# Exercise prompt
Please transcribe the data below in full, word for word, without the images.

# Input material
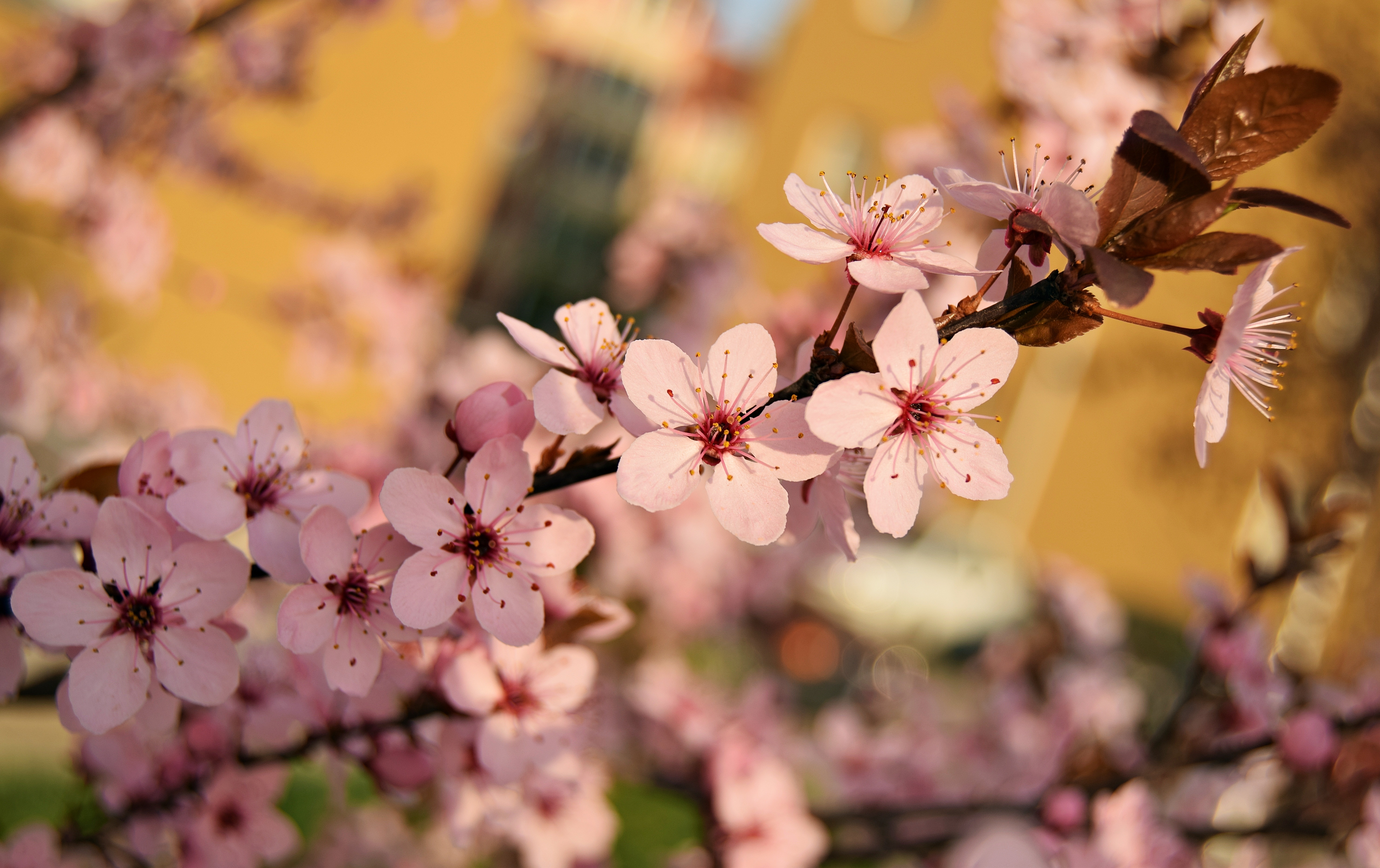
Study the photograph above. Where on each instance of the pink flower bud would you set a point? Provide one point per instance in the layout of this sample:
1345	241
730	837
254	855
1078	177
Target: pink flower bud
1307	742
492	412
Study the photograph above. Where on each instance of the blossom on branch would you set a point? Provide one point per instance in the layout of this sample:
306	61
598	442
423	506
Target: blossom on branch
260	475
715	422
917	412
586	369
145	613
484	546
885	231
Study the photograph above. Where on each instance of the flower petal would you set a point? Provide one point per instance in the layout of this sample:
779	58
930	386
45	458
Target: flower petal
108	684
906	344
852	412
888	275
497	478
661	382
539	344
206	579
659	471
800	242
353	660
423	507
307	619
565	405
749	500
783	441
428	588
63	608
893	486
197	664
510	606
274	544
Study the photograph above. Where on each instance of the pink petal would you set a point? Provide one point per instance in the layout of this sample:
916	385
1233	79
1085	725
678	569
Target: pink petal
428	588
383	550
564	677
893	486
659	471
983	197
852	412
354	657
129	546
497	478
560	539
1211	412
275	548
740	368
65	515
471	684
651	370
749	500
307	619
108	684
800	242
971	463
906	344
270	435
328	544
783	441
311	489
1073	216
206	579
888	275
628	416
565	405
63	608
511	609
420	504
539	344
197	664
208	508
20	477
975	363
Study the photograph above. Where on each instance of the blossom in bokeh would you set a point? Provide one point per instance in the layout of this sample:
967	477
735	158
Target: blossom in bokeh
1241	350
917	413
492	555
885	231
259	475
145	613
344	608
715	413
586	368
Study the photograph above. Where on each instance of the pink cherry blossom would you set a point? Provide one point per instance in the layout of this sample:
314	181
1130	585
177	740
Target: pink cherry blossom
259	474
492	412
525	697
31	522
346	608
885	230
1055	199
493	555
237	824
920	408
145	615
1245	352
715	420
586	368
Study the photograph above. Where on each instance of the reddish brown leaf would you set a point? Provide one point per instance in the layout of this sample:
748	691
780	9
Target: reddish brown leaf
1249	121
1125	285
1263	197
1214	252
1171	225
1230	65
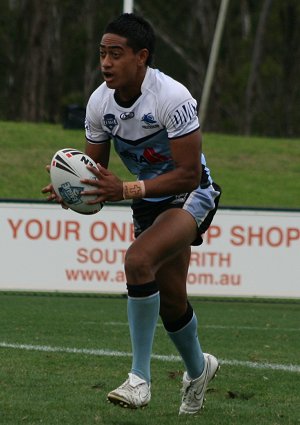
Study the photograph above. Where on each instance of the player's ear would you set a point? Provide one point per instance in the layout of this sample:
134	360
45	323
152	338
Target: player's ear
143	56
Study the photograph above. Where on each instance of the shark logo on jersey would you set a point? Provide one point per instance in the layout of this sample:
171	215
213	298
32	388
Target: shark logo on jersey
149	121
110	121
127	115
149	156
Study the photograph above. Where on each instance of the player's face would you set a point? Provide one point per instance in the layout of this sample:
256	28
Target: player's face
122	69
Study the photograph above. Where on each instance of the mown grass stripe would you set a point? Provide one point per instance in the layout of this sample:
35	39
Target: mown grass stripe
169	358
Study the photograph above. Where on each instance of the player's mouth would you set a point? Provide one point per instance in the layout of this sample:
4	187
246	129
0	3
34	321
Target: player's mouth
108	76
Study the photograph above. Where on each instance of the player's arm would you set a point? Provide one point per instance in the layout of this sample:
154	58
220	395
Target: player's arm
99	152
186	176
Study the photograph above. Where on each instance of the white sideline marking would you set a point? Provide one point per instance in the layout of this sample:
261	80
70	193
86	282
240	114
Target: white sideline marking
171	358
250	328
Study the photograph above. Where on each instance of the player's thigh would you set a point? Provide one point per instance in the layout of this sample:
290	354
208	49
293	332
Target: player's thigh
171	278
171	232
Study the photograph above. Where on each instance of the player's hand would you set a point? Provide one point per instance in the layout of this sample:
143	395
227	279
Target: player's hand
52	194
108	187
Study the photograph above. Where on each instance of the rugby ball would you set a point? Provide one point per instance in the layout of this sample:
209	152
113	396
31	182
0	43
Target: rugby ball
68	167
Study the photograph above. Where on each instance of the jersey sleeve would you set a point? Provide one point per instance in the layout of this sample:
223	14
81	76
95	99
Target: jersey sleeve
94	132
180	112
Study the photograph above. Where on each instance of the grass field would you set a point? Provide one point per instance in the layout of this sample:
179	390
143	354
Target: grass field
257	172
60	355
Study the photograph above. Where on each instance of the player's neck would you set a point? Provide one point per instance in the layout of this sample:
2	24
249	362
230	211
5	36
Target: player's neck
130	93
126	102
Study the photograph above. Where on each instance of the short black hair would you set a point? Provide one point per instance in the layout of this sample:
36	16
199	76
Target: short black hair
138	32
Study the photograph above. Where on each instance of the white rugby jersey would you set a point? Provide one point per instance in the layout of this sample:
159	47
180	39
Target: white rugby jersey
142	132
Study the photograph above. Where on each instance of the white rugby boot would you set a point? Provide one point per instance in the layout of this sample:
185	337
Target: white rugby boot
193	390
133	393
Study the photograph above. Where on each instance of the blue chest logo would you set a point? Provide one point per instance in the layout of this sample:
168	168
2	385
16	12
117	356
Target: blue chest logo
110	121
149	121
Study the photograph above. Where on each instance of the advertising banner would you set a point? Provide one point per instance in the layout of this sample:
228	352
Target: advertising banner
245	252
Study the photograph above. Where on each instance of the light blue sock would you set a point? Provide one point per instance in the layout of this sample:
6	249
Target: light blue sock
187	343
142	317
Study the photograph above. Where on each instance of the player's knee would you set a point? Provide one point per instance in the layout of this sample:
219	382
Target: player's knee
136	263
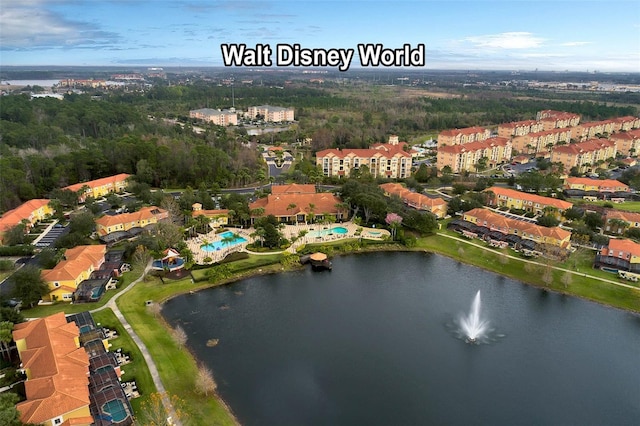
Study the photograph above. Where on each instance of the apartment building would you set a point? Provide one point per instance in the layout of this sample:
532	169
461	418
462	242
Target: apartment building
437	206
533	203
519	128
394	164
595	185
593	129
554	236
146	216
551	119
627	142
584	155
542	141
225	117
28	213
57	370
298	203
217	218
100	187
270	113
78	264
462	136
465	157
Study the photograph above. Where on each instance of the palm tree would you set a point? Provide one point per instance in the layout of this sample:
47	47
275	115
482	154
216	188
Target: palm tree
6	337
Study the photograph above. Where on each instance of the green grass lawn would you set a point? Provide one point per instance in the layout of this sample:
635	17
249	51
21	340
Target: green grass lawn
578	285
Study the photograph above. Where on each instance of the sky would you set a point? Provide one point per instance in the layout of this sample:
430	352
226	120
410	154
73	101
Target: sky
571	35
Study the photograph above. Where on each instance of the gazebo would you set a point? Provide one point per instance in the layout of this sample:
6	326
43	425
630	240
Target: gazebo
171	261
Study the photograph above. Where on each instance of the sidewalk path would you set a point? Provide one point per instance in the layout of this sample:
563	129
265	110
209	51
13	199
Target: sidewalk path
151	365
538	263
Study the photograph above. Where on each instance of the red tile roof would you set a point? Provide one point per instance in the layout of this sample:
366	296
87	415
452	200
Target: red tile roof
497	221
99	182
58	369
517	195
23	212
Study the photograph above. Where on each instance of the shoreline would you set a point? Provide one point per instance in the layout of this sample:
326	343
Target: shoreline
390	247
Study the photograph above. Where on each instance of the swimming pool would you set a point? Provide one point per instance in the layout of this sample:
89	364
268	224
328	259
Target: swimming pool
322	232
219	245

# Worked solution
Study the photograph above. Where on each instance of the pink flower bud would you set a point? Provide one point per instance in the layout of this sample:
1345	241
730	837
254	855
1078	177
Target: pink flower bud
1307	742
492	412
Study the photograph above. Where on each instance of the blossom on branch would you set a point? Provide one point per instance in the layout of this sample:
306	61
598	442
423	506
Target: blossom on branch
260	475
715	422
917	412
586	369
145	613
484	546
885	231
Study the photograph above. Where on each instance of the flower petal would you set a point? Provide one point per instance in the layout of this sample:
779	58
930	386
45	458
Target: flower petal
108	684
906	344
852	412
888	275
497	478
661	382
539	344
206	579
659	471
800	242
353	660
423	507
307	619
565	405
749	500
783	441
428	588
63	608
893	486
197	664
510	606
274	544
Study the photograph above. Where on each instance of the pink petal would you set a point? Provide one point per instance in the layout of this sample:
916	385
1233	79
1085	725
678	569
Target: pink petal
428	588
383	550
564	677
893	486
659	471
983	197
852	412
354	657
129	546
497	478
560	539
1211	412
275	548
740	368
65	515
471	684
651	370
749	500
307	619
108	684
800	242
971	463
906	344
270	435
328	544
783	441
311	489
1073	216
206	579
888	275
628	416
565	405
63	608
511	609
420	504
539	344
197	664
208	508
20	477
975	363
Study the photograph above. Where on each instance of the blossom in bokeh would you set a point? Provide one point per instance in the layout of this sample:
967	477
735	158
Target: blossom in bokeh
1241	350
917	413
492	555
885	231
259	475
145	613
344	608
715	413
586	368
Study the photograph above. Where on each instance of the pink cherry blossom would you set a point? Provide one point per instance in the layout of this sample:
314	181
1130	585
177	740
Target: pink cherry blossom
259	474
492	412
525	697
31	522
346	608
885	230
1055	199
493	555
237	824
920	408
145	615
1245	352
715	420
586	368
Study the photograph above. Where on each instance of the reddish brown leaf would you set a point? Provide one point per instance in the layout of this sample:
748	691
780	9
Target: reddish brown leaf
1249	121
1125	285
1263	197
1214	252
1171	225
1230	65
Study the photograph above. Where on each instance of the player's ear would you set a point? Provide one point per instance in the layout of this sample:
134	360
45	323
152	338
Target: player's ear
143	56
Study the photograph above. Where on each instance of the shark logo on jersey would you set a point? Provide one point per instance in the layout of this sample:
171	215
213	298
32	388
Target: shark logo on jersey
149	121
110	121
127	115
149	156
Study the photograph above. Where on each instance of the player's face would you set a point? Provide one point per instance in the layout of this sample:
256	28
Target: player's face
122	69
Study the photograph above. Where on each instance of the mown grass stripe would you set a point? Provide one point per instance in the layout of this sample:
35	39
Target: mown grass stripe
169	358
Study the photograph above. Where on each instance of the player's mouth would you set a point? Provide one point per instance in the layout of this sample:
4	187
246	129
0	3
34	321
Target: player's mouth
108	76
Study the photograph above. Where on each instance of the player's arm would you set a point? Provide one point per instance in the layout of this sample:
154	58
220	395
Target: player's arm
99	152
186	176
Study the photograph above. Where on each instance of the white sideline marking would you set a point? Provide one point per instance in the layout of this sample:
261	80
70	193
86	282
240	114
Target: white sideline marking
171	358
250	328
Study the photograph above. Where on each instance of the player's thigh would you set a point? Provide one point per instance in the layout of this sample:
290	354
208	49
293	332
Target: player's thigh
171	278
171	232
Study the photograph above. Where on each instance of the player's hand would you set a point? Provide one point per instance in the layout of this sample:
143	395
227	279
Target: player's hand
52	194
108	187
Study the photograph above. Where on each instance of the rugby ball would you set a point? Provide one point per instance in the layout of this sample:
209	152
113	396
31	182
0	43
Target: rugby ball
68	167
Study the photograph above. Where on each instance of the jersey sleeve would you set a point? Provide one point per instance in the layout of this sample:
223	14
81	76
95	99
Target: jersey sleeve
94	132
180	112
Study the photograph above. Where on each instance of the grass field would you set a point? Provide one point per instance in the layout of this sample:
179	390
143	354
Target: grass field
257	172
60	355
Study the photograph above. Where on each instance of the player's neck would you set a point? Provide one point per instance in the layout of this sample:
2	24
249	362
230	211
5	36
Target: player's neck
130	93
126	102
Study the photograph above. Where on each instance of the short black hair would you set a point? Provide one point per instance in the layout of this sample:
36	16
199	76
Target: short black hair
138	32
Study the photograph above. Where on each instance of the white rugby jersey would you set a point? Provide one point per instance in the layout of this sample:
159	47
180	39
Target: white rugby jersey
142	132
Study the photograph above. Where on each instance of the white rugby boot would you set a point? Provide one point per instance in the layout of this sample:
185	337
Target: white rugby boot
193	390
133	393
Study the photograph above. Where on each instance of the blue chest logo would you set a point? Provide one point per instance in the layout of this sample:
168	168
2	385
16	12
117	356
Target: blue chest logo
110	121
149	121
Study the photograph above. Where on each instance of the advertising banner would you set a point? Provide one point per instance in the layout of this sample:
228	352
Target: advertising banner
245	252
Study the photograph above. Where on each instance of the light blue sock would you set a point? Provide one point per instance in the layout of this sample:
6	249
Target: light blue sock
187	343
142	317
Study the photograph above. Where on each instance of the player's knee would you set a point? Provide one point per instance in the layout of this sample:
219	382
Target: player's knee
136	263
Study the photograph above. Where on each instance of the apartment building would you set a point? Provide one point per instance in the layout of this sample:
532	169
461	418
462	242
Target: apartment building
437	206
533	203
519	128
394	164
595	185
593	129
554	236
146	216
551	119
627	142
584	155
542	141
225	117
28	213
57	370
298	203
217	218
100	187
270	113
78	264
462	136
465	157
Study the photograph above. Where on each instance of the palm tree would you set a point? Provide one point per instance in the layout of this sample:
47	47
275	115
482	154
216	188
Target: palm tree
6	337
Study the photograph above. Where on each instance of the green grass lawn would you set a point? Provide one point per instance in the layout of this sample:
635	17
249	51
21	340
Target: green grass lawn
578	285
Study the photograph above. Where on each instance of the sky would you set a point? Provide one point per instance in the layout of this sample:
430	352
226	120
410	154
73	101
Target: sky
571	35
Study the photograph above. Where on each instance of the gazebo would you set a point? Provide one point per instance in the layout of this sample:
6	326
43	425
630	240
Target: gazebo
171	261
Study the photograph above. Where on each instance of the sidewalk path would you set a point? Provide one point per instance in the layout of this sample:
563	129
265	110
209	51
13	199
Target: sidewalk path
151	365
538	263
Study the photograph above. Where on each instance of the red tile roof would you set a point? Provide one point per instance in the layout of this sample:
366	296
87	415
452	200
Target: red tile roof
497	221
99	182
58	369
517	195
23	212
Study the photograph above. Where on each instance of the shoreline would you set a point? Provide one point per instance in the layout of this sample:
326	343
Target: shoreline
390	247
Study the photograph above. Where on each instance of the swimming pool would you set a point? Provide one point per instance in the layout of this sample:
89	364
268	224
328	259
Target: swimming pool
322	232
219	245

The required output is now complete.